> [CONSIGNES]:
[1] D'après l'extrait du débat au Sénat, quel exode l'Azerbaïdjan a-t-il organisé ?
[2] Dressez la liste de toutes les personnes désignées par leur nom dans l'extrait du débat au Sénat.
[3] Renvoyez tel quel le passage de l'extrait du débat au Sénat qui va de « Nous demandons au » jusqu'à « quel autre pays. ».

> [EXTRAIT DU TEXTE]:
Mme Catherine Morin-Desailly.  - Très bien !

Mme Catherine Colonna, ministre de l'Europe et des affaires étrangères .  - La gravité de la crise au Proche-Orient ne saurait nous faire détourner le regard du Sud-Caucase. Oui, l'Azerbaïdjan a organisé l'exode de 100 000 Arméniens du Haut-Karabagh. Ces crimes ne peuvent rester sans réaction.

Nous demandons au Conseil de sécurité d'envisager une résolution pour créer les conditions d'un possible retour de ces populations. Cela passe par la garantie du respect de leurs droits historiques et culturels et par une présence internationale permanente.

La France fait plus pour l'Arménie que n'importe quel autre pays.

Les questions en suspens ne trouveront de solution que par un processus négocié et une paix juste et durable : c'est pourquoi la France soutient les efforts de médiation de l'Union européenne, sans concession sur le respect du droit international, de la souveraineté et de l'intégrité territoriale de l'Arménie. En parallèle, nous devons continuer de soutenir l'Arménie et de dissuader l'Azerbaïdjan de poursuivre dans la voie de la force. Il n'y a pas d'alternative pour assurer la paix. (Applaudissements sur les travées du RDPI)

Revendications des greffiers

Mme Christine Bonfanti-Dossat .  - (Applaudissements sur les travées du groupe Les Républicains) Les agents du greffe, partout en France, estiment que leurs légitimes revendications ne sont pas prises en compte. Monsieur le garde des sceaux, après votre déplacement à Grenoble, des divergences demeurent entre leurs revendications et celles des syndicats.

> [JEU DE DONNÉES]:
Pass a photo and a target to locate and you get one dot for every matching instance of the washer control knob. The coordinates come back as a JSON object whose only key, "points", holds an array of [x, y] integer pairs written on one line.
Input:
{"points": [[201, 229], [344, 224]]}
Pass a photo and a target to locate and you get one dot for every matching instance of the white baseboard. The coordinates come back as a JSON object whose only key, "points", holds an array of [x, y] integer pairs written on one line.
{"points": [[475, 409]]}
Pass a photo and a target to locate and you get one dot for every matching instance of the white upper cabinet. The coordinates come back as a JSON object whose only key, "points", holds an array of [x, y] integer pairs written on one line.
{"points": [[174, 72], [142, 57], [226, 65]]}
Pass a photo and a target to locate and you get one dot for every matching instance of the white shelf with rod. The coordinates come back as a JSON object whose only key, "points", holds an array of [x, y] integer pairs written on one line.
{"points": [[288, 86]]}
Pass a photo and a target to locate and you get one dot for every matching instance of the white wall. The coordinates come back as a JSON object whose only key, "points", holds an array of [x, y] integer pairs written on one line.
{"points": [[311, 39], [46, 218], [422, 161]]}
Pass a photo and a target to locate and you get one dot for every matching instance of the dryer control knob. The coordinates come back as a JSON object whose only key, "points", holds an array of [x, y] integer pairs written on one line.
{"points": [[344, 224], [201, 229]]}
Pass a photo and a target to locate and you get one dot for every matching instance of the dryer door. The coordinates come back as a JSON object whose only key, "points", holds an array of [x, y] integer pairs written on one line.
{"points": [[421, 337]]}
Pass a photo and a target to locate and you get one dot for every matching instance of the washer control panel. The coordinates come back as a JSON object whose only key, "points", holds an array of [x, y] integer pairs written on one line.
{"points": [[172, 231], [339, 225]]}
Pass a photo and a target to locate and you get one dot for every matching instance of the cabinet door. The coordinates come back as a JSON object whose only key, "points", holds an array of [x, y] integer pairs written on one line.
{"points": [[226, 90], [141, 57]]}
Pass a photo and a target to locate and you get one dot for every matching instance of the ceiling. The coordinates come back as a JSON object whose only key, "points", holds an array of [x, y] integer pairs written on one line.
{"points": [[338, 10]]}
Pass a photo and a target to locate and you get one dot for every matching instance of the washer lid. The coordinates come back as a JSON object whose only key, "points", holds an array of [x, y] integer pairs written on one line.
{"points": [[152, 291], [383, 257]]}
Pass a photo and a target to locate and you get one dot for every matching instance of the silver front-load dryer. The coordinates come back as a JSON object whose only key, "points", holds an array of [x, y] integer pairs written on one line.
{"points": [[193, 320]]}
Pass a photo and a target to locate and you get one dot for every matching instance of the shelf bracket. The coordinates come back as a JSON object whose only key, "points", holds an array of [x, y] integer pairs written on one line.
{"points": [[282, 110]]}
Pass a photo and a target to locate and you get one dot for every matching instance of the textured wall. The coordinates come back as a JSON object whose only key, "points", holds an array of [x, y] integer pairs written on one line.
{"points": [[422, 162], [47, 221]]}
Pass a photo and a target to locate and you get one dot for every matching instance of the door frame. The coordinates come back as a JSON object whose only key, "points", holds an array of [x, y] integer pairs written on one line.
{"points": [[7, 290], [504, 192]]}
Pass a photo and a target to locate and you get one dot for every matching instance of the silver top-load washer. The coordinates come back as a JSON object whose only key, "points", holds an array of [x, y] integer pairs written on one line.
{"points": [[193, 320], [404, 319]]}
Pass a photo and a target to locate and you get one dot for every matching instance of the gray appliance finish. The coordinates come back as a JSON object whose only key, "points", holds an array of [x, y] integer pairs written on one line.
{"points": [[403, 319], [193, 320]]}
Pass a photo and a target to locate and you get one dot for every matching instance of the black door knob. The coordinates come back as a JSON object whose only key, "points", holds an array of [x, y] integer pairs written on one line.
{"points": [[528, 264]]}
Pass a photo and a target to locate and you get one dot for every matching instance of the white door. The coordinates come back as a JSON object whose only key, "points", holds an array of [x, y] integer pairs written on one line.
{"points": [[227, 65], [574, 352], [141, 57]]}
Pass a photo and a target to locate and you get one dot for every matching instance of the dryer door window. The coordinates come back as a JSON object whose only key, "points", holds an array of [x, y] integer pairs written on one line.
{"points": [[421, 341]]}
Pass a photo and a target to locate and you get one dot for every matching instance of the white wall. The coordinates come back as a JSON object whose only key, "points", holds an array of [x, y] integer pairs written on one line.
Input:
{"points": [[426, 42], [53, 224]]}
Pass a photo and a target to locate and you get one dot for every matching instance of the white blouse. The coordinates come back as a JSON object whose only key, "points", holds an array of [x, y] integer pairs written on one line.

> [LISTE DES RÉPONSES]:
[1] L'exode de 100 000 Arméniens du Haut-Karabagh.

[2] Catherine Morin-Desailly, Catherine Colonna, Christine Bonfanti-Dossat

[3]
Nous demandons au Conseil de sécurité d'envisager une résolution pour créer les conditions d'un possible retour de ces populations. Cela passe par la garantie du respect de leurs droits historiques et culturels et par une présence internationale permanente.

La France fait plus pour l'Arménie que n'importe quel autre pays.